>> start
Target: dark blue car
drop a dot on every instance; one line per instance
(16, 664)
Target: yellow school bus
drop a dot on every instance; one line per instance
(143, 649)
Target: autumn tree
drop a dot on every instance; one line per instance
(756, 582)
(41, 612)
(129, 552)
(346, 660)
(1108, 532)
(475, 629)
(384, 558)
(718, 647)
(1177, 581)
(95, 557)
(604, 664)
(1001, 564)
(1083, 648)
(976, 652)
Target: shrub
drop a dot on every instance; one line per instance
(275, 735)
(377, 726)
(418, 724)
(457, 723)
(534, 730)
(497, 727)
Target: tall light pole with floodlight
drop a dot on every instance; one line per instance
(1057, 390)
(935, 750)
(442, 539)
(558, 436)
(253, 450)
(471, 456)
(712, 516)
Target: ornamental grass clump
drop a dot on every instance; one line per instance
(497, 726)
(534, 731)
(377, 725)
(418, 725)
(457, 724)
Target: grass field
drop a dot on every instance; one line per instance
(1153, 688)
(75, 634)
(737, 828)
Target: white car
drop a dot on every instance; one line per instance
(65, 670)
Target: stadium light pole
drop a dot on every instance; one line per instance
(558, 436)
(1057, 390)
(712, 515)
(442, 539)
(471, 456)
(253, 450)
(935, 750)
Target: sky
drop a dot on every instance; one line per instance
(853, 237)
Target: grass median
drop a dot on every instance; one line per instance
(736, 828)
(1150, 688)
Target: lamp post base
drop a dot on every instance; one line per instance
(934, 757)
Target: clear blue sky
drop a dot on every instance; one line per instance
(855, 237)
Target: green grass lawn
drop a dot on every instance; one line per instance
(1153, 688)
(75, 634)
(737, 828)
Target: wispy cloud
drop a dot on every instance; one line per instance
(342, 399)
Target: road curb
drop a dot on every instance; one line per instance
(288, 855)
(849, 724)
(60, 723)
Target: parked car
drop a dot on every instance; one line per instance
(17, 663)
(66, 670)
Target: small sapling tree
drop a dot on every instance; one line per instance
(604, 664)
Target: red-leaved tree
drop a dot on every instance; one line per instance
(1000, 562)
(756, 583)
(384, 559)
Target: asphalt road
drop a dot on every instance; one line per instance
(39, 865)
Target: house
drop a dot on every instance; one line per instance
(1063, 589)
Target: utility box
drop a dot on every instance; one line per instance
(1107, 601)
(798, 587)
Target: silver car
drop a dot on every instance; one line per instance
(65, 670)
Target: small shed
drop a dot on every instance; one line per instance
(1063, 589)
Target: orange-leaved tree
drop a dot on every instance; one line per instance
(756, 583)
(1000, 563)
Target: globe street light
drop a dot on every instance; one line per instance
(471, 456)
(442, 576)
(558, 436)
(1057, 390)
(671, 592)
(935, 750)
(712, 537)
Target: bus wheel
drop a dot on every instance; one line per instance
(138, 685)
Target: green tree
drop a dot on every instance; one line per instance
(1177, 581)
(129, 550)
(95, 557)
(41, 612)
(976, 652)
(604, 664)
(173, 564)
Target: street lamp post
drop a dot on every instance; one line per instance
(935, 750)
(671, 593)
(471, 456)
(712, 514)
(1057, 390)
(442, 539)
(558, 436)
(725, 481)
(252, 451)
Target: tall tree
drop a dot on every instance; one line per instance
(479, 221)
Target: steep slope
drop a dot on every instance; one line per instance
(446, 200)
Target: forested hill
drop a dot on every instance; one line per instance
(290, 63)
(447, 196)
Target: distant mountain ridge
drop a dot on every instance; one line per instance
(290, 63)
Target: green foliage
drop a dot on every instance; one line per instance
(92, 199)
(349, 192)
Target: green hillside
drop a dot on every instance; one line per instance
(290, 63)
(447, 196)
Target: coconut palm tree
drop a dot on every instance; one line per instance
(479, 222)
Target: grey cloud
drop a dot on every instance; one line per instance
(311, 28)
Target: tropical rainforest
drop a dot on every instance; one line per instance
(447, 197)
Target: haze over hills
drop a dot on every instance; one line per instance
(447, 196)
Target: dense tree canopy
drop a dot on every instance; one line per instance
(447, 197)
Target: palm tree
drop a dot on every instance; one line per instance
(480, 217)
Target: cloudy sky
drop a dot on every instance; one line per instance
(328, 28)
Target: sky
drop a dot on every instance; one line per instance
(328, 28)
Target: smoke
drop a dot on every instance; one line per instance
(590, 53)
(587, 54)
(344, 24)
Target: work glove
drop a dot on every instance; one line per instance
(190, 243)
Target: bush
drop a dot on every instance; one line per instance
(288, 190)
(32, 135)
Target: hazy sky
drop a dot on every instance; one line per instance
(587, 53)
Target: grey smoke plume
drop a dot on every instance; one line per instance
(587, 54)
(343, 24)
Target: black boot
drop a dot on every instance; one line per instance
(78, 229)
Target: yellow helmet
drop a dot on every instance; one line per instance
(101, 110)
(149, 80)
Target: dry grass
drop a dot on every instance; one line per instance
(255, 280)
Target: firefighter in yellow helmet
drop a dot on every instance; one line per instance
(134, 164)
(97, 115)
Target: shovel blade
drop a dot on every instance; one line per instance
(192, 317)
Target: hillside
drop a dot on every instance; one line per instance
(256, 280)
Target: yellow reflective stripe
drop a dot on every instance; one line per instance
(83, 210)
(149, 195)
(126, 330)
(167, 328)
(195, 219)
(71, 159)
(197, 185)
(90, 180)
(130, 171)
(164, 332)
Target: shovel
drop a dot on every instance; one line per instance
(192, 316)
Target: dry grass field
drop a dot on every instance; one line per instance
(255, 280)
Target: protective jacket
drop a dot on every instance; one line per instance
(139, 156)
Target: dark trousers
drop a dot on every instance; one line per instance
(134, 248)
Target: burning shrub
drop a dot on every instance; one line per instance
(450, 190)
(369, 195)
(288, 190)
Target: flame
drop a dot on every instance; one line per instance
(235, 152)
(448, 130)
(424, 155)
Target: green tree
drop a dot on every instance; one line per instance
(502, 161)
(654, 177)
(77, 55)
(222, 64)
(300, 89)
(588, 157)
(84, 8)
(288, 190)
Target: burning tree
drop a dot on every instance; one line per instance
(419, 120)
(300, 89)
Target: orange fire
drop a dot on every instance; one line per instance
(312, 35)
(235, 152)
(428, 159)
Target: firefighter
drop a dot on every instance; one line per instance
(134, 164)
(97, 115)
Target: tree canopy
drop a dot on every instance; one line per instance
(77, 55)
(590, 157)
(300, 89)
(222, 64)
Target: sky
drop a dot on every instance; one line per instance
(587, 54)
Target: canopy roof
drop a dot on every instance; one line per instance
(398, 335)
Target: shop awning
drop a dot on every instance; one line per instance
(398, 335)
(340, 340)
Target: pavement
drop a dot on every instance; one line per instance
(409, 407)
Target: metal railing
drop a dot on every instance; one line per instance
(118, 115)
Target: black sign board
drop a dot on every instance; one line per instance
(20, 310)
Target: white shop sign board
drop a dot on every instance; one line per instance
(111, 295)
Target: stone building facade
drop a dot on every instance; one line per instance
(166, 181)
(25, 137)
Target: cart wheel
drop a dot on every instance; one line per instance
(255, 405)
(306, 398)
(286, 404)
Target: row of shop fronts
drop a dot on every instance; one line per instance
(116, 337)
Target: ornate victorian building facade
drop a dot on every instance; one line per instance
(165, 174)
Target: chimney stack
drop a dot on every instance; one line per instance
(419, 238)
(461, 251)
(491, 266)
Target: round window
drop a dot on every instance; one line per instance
>> end
» **Description of the task**
Starting at the line with "Target: shop awning", copy every line up to and including the last one in the entries above.

» **Answer below**
Target: shop awning
drop a dot on every instance; one line per instance
(398, 335)
(340, 340)
Target: pavement
drop a dot on every instance; one line per instance
(409, 407)
Target: metal railing
drop a dot on every instance; one line per instance
(118, 115)
Target: black sign board
drop a dot on every instance; one line per instance
(20, 310)
Target: white shop sign board
drop a dot on every instance; one line per instance
(111, 295)
Target: stone building facade
drop a dot on every instance; one line per instance
(166, 181)
(25, 137)
Target: cart wheel
drop a dot on every instance; one line per instance
(255, 405)
(306, 398)
(286, 404)
Target: row of shop fronts
drop a dot on every instance; one line per instance
(116, 337)
Target: ornate victorian building facade
drop a dot on every instance; one line per instance
(165, 174)
Target: chimney stack
drop a dot on every instance; one line per instance
(419, 238)
(461, 251)
(491, 266)
Target: round window
drop a dot on every instance; one line per instance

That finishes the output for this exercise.